(Excerpt from the dataset)
§

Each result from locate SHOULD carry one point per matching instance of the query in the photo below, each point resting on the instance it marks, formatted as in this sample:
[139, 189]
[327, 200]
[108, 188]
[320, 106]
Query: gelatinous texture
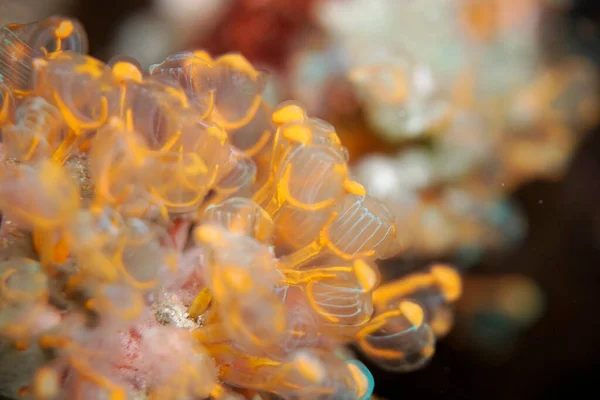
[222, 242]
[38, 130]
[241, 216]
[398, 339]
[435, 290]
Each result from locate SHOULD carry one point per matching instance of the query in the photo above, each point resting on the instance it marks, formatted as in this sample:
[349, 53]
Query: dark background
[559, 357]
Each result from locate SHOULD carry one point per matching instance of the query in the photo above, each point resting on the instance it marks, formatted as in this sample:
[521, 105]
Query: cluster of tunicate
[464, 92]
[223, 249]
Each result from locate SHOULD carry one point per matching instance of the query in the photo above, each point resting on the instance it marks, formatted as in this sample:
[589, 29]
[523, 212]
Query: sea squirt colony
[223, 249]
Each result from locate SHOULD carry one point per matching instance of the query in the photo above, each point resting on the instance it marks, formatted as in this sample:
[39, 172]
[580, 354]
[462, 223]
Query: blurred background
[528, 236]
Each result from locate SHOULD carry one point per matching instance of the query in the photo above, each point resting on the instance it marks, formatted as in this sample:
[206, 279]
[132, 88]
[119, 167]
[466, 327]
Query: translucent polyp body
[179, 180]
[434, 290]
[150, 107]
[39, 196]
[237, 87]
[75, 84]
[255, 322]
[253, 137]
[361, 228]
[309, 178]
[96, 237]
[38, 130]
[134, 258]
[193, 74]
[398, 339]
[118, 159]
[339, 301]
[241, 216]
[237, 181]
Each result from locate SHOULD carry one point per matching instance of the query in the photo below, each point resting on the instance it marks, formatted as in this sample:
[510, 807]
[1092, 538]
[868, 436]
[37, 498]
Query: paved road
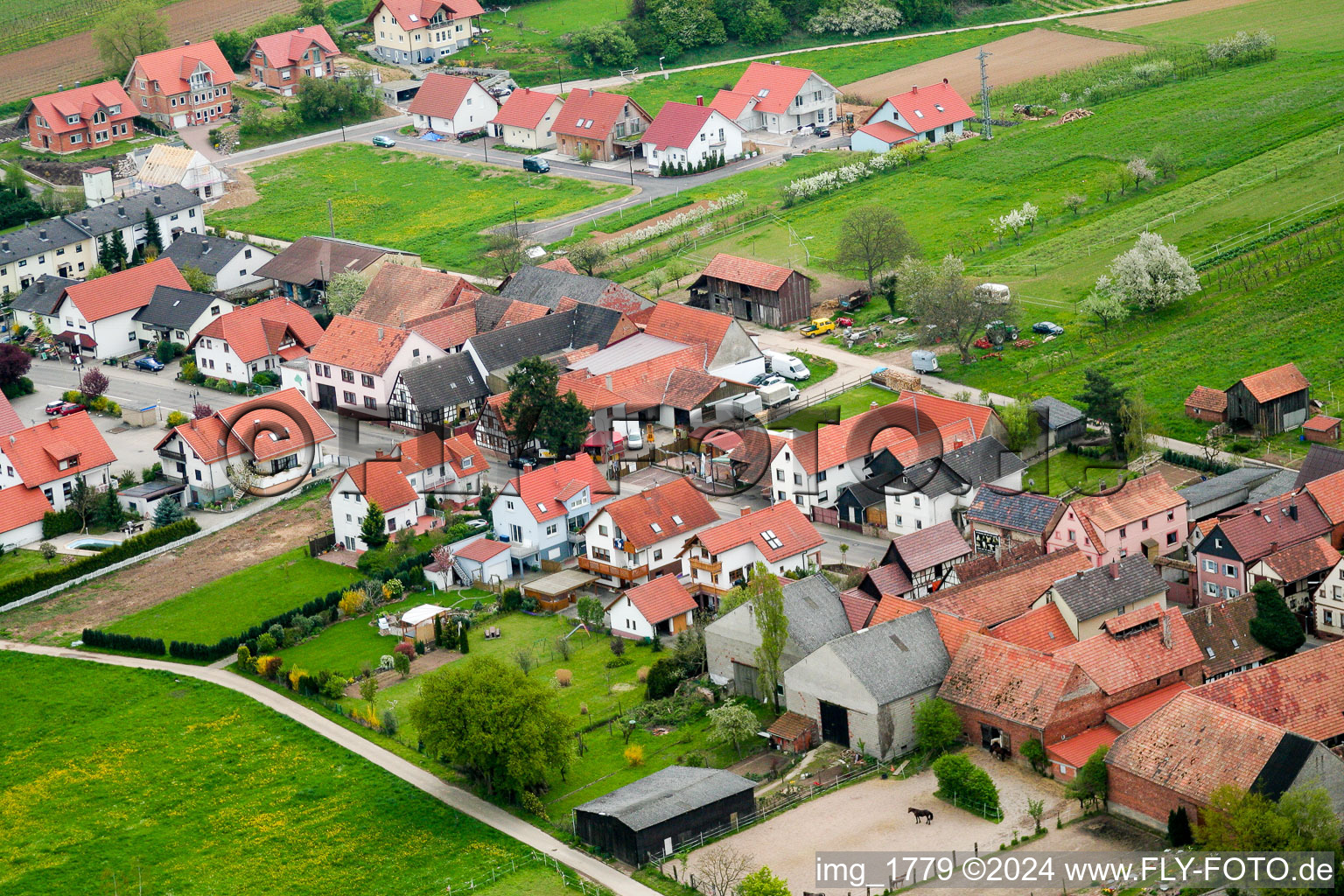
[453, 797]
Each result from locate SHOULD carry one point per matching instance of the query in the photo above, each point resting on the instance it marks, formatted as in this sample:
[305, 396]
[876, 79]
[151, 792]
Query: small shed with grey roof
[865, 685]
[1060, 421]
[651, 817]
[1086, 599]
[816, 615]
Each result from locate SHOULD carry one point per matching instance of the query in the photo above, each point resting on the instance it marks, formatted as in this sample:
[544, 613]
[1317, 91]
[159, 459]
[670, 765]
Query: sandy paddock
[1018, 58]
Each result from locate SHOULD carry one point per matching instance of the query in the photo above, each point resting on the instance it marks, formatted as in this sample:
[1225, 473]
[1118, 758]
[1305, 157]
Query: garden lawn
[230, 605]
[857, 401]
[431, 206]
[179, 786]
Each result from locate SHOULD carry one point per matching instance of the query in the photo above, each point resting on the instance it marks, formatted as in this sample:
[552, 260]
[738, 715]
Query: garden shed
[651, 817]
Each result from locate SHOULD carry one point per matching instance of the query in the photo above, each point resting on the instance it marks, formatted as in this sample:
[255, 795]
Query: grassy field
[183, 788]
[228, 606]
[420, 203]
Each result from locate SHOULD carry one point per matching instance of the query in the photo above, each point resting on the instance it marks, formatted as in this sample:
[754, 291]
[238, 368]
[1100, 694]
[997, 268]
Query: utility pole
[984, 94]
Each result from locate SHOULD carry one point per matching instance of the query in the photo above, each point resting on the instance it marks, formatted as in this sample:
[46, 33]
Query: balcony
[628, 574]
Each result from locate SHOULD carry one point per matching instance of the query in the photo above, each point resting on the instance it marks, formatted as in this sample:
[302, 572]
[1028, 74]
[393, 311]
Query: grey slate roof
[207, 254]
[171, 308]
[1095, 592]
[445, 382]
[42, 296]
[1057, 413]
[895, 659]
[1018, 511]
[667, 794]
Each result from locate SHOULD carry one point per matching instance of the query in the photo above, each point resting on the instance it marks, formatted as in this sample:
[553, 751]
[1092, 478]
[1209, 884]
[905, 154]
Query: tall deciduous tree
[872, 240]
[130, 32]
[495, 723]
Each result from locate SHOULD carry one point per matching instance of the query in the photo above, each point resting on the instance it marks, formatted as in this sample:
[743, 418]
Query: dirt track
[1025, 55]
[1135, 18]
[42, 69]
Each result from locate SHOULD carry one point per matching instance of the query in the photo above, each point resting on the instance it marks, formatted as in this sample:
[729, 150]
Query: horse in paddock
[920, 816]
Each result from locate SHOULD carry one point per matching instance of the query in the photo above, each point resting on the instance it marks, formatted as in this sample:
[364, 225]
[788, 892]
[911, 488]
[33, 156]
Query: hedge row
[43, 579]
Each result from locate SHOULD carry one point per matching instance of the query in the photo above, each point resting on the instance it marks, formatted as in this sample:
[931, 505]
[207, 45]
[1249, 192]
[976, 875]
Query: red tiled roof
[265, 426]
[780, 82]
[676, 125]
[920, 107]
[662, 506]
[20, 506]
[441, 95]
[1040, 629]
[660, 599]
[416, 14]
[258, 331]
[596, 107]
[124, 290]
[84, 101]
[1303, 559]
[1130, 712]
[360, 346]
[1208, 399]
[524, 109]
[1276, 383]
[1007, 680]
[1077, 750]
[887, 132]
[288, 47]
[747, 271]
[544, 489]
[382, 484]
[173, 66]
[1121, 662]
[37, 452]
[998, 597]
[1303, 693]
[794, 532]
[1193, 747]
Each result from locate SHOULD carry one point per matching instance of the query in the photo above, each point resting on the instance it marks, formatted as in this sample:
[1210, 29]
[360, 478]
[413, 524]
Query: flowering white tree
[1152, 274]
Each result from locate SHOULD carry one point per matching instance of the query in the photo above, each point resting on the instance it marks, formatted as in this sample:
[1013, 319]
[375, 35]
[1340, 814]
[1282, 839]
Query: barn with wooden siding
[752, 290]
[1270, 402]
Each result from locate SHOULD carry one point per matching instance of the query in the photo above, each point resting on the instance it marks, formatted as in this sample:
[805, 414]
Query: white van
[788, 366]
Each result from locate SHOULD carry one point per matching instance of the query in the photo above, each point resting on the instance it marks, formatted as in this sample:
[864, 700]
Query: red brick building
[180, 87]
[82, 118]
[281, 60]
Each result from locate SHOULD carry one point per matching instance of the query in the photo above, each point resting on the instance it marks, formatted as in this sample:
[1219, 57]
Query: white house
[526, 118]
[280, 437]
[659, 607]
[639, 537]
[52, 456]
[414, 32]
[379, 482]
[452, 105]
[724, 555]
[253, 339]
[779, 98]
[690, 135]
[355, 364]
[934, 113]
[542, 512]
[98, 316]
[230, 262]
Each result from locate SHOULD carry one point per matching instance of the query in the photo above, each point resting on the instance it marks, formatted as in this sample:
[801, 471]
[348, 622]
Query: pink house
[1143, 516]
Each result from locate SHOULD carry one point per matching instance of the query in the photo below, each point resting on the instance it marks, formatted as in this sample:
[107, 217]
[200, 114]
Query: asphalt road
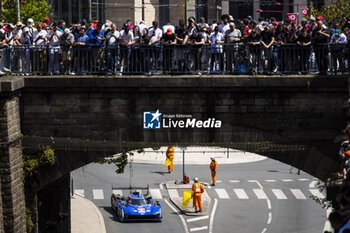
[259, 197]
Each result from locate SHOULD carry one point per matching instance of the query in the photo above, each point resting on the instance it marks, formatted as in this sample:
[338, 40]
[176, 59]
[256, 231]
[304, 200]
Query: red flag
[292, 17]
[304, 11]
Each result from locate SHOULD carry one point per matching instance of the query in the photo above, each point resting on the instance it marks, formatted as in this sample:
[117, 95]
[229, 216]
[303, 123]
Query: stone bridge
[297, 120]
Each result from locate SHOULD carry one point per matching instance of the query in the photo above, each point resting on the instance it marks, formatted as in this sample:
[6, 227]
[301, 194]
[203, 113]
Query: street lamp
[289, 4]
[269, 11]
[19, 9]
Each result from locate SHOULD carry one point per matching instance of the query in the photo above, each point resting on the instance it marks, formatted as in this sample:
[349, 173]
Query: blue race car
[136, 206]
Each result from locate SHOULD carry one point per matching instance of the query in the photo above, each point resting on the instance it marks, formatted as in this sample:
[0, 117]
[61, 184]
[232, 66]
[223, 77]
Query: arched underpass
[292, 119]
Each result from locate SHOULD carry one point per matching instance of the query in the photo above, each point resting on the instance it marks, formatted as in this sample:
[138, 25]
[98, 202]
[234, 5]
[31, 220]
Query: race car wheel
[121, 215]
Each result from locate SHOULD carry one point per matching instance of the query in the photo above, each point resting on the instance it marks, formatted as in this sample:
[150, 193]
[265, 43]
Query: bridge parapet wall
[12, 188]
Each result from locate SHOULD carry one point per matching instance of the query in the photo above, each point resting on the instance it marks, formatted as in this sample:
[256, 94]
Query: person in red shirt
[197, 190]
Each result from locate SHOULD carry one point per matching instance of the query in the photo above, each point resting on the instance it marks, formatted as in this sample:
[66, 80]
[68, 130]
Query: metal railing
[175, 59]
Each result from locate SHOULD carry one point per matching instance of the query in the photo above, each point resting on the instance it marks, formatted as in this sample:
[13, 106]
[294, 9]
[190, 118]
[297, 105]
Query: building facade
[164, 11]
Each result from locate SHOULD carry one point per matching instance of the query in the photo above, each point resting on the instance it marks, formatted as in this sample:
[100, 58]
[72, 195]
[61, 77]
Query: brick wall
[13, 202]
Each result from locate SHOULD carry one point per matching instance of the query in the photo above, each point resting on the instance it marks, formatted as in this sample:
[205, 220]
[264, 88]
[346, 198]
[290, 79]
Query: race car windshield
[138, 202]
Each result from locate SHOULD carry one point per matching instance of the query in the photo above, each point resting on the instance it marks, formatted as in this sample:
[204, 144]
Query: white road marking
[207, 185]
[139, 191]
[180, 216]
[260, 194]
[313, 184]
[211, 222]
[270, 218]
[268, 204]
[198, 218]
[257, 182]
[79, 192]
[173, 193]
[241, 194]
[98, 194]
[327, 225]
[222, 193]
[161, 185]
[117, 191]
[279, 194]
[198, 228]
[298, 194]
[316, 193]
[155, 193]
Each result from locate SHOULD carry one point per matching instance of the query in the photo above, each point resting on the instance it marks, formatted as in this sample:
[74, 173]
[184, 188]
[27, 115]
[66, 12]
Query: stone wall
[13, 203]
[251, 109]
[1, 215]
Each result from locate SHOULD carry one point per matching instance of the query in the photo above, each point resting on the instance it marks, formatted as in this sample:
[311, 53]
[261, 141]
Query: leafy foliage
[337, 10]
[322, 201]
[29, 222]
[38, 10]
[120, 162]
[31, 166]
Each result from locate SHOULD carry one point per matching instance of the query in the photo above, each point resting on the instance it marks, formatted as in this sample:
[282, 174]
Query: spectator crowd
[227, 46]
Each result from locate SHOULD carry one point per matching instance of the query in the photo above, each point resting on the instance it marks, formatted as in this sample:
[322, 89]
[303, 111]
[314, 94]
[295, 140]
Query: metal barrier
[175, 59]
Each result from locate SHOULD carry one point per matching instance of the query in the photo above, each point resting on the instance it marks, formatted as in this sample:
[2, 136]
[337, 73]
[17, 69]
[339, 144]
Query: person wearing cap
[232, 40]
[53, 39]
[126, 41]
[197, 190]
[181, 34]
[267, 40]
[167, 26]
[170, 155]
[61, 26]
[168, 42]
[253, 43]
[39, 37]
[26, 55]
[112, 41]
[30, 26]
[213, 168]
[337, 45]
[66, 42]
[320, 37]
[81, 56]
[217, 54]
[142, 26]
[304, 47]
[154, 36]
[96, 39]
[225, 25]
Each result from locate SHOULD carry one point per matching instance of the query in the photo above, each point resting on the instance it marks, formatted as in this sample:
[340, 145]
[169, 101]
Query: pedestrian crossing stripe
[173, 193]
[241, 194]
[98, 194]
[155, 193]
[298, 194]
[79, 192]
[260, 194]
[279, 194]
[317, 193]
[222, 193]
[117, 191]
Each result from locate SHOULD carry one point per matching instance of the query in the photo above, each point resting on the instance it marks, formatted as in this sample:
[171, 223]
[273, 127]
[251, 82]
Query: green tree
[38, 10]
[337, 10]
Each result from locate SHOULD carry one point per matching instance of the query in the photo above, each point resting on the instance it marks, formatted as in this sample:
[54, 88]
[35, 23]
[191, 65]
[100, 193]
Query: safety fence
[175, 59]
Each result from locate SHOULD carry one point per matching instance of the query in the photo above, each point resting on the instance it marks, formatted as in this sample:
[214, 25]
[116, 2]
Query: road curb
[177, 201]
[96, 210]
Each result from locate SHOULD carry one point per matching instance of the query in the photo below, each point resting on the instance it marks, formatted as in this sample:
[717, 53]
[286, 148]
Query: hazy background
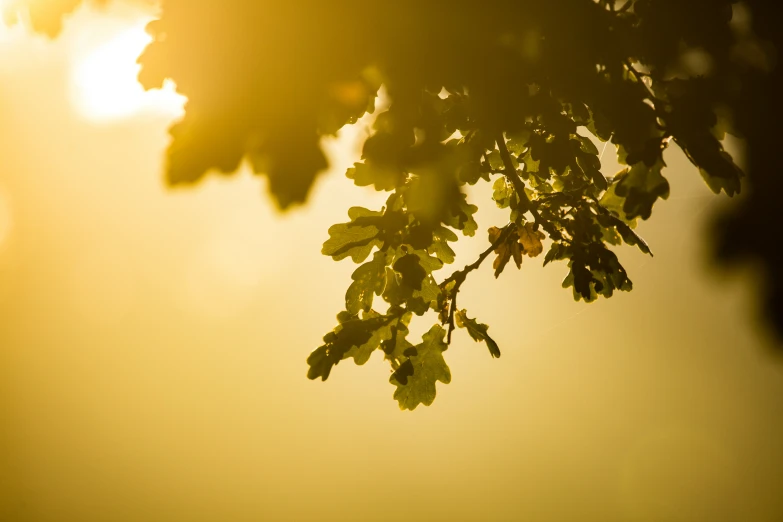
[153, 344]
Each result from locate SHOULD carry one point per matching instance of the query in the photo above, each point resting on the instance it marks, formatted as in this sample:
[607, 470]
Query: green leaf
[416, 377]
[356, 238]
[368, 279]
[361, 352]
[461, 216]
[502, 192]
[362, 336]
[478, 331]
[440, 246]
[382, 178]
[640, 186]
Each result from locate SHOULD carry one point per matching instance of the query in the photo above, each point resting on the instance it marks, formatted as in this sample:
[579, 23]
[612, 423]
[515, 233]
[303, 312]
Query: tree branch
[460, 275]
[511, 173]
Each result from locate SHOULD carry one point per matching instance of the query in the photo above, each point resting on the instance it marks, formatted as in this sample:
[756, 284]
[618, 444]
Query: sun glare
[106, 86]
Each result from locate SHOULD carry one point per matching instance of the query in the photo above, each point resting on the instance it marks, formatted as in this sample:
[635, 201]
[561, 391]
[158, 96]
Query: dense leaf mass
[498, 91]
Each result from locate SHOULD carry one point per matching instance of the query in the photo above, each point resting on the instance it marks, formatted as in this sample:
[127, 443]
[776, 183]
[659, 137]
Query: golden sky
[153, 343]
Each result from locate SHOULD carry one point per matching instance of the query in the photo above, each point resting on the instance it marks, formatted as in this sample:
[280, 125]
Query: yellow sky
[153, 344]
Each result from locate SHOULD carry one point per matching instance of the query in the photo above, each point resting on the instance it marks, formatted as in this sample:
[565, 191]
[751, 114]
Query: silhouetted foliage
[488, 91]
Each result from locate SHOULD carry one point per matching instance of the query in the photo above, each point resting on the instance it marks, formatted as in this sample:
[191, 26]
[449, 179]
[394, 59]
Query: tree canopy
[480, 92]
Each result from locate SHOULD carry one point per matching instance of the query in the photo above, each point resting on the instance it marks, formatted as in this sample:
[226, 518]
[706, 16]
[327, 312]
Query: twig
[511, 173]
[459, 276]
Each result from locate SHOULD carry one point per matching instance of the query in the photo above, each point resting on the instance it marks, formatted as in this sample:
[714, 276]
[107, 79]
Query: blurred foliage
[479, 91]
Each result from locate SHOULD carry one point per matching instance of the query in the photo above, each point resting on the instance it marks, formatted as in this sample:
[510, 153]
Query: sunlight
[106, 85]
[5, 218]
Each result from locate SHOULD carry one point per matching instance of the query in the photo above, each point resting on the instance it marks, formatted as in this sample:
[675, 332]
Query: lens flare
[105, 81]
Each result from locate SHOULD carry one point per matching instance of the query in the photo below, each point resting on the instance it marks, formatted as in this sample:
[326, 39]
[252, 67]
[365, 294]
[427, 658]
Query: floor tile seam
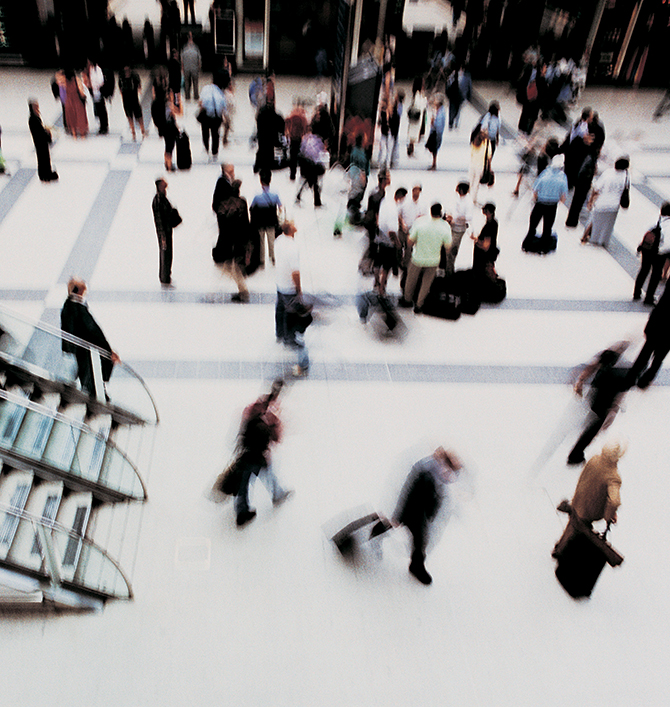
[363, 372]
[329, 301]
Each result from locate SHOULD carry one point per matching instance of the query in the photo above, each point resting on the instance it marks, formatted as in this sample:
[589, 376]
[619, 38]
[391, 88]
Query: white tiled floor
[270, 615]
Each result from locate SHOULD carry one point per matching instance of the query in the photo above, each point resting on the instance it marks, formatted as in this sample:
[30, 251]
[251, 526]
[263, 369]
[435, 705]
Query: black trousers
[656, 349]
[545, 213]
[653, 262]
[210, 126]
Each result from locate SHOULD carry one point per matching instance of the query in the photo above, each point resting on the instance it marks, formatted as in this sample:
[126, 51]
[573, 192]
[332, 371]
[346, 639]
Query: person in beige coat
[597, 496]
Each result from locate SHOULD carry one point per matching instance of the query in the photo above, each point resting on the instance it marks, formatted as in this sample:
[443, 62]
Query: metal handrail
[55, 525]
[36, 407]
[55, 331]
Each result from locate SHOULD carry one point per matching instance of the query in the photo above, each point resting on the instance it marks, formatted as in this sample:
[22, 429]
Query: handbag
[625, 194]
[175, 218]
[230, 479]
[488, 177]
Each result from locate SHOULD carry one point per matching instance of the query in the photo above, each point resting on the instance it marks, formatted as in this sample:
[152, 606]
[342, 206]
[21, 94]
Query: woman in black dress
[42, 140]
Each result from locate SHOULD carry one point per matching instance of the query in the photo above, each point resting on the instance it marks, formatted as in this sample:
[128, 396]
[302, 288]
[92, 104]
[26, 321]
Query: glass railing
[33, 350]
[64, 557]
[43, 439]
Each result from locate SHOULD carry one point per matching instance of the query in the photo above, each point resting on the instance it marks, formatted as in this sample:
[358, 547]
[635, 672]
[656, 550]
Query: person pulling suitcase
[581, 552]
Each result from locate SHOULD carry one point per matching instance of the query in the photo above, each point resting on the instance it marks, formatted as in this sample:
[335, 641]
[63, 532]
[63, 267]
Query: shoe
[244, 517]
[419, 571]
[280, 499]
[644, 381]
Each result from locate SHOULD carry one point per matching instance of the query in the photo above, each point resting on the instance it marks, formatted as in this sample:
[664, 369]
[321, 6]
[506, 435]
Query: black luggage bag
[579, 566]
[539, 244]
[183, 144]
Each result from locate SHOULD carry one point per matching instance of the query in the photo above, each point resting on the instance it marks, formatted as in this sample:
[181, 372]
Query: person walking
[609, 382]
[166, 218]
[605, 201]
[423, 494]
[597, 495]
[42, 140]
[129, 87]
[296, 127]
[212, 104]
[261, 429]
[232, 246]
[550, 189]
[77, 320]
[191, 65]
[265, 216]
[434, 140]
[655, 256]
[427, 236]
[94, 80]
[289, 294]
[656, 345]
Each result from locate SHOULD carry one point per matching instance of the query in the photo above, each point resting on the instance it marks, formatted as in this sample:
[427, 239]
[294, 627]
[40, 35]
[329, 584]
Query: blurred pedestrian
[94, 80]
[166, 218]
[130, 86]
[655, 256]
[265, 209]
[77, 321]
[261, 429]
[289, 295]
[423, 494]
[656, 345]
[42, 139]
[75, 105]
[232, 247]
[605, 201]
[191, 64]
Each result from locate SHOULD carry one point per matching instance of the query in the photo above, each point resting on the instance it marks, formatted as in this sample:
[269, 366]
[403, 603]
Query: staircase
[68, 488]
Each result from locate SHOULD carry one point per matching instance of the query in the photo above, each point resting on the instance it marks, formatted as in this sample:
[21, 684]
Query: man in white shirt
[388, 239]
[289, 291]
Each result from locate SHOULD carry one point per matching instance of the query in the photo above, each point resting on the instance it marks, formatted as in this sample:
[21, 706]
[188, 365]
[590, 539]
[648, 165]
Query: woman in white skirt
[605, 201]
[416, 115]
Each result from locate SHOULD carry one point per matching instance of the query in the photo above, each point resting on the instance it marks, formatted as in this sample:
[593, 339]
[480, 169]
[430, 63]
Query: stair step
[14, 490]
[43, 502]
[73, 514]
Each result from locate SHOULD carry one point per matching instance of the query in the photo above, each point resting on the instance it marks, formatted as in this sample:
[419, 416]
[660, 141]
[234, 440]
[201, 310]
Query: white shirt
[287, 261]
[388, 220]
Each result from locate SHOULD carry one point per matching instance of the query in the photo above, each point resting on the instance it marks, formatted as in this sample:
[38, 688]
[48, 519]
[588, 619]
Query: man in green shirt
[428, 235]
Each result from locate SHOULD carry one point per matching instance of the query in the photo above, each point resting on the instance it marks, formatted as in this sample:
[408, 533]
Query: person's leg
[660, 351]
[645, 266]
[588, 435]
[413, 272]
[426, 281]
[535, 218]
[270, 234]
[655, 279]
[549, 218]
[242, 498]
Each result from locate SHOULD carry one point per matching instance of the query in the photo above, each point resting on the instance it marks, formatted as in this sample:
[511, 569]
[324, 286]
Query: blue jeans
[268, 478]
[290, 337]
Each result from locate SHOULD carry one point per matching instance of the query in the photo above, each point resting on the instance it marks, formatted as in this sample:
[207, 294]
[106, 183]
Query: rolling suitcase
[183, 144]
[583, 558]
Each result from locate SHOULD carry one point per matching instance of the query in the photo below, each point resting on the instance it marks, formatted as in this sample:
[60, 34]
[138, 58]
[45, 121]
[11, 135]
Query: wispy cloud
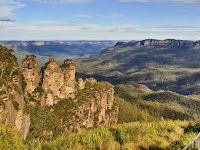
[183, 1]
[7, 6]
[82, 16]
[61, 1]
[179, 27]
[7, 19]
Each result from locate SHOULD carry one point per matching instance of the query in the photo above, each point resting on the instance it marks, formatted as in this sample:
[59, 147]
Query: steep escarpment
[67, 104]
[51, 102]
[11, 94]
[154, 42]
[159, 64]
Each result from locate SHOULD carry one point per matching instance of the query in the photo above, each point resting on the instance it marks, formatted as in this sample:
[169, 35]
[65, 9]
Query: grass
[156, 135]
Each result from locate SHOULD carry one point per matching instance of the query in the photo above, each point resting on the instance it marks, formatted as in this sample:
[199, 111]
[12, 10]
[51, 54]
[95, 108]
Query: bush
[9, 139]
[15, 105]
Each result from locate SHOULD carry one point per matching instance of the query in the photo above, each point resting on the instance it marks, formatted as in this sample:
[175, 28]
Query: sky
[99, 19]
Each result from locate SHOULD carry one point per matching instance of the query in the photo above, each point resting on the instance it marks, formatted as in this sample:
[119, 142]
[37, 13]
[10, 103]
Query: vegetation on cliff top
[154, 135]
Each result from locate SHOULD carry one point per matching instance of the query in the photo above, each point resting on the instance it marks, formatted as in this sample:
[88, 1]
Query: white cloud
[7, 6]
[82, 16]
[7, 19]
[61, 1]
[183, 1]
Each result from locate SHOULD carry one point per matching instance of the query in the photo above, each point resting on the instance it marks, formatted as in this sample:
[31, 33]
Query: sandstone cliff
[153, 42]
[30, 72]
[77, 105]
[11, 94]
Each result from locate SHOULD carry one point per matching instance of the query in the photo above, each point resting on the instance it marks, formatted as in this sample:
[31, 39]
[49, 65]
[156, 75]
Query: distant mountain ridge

§

## Work to be completed
Return every line in the dataset excerpt above that contains the word "garden".

## Written answer
Query: garden lawn
Query: garden shed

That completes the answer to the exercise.